• _Your goal_: Please print every record below exactly as it reads.

(Stored data entries)
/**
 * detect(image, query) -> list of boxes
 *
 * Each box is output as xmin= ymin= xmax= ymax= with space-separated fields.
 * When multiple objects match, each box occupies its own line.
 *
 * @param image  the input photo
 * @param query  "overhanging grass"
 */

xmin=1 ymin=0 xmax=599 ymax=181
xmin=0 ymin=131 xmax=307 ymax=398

• _Solution to this task_:
/**
 * detect(image, query) -> list of boxes
 *
 * Each box is output as xmin= ymin= xmax= ymax= with space-separated fields.
 * When multiple objects match, each box occupies its own line.
 *
 * @param image  the input photo
 * @param query  "overhanging grass"
 */

xmin=1 ymin=0 xmax=599 ymax=181
xmin=0 ymin=131 xmax=307 ymax=398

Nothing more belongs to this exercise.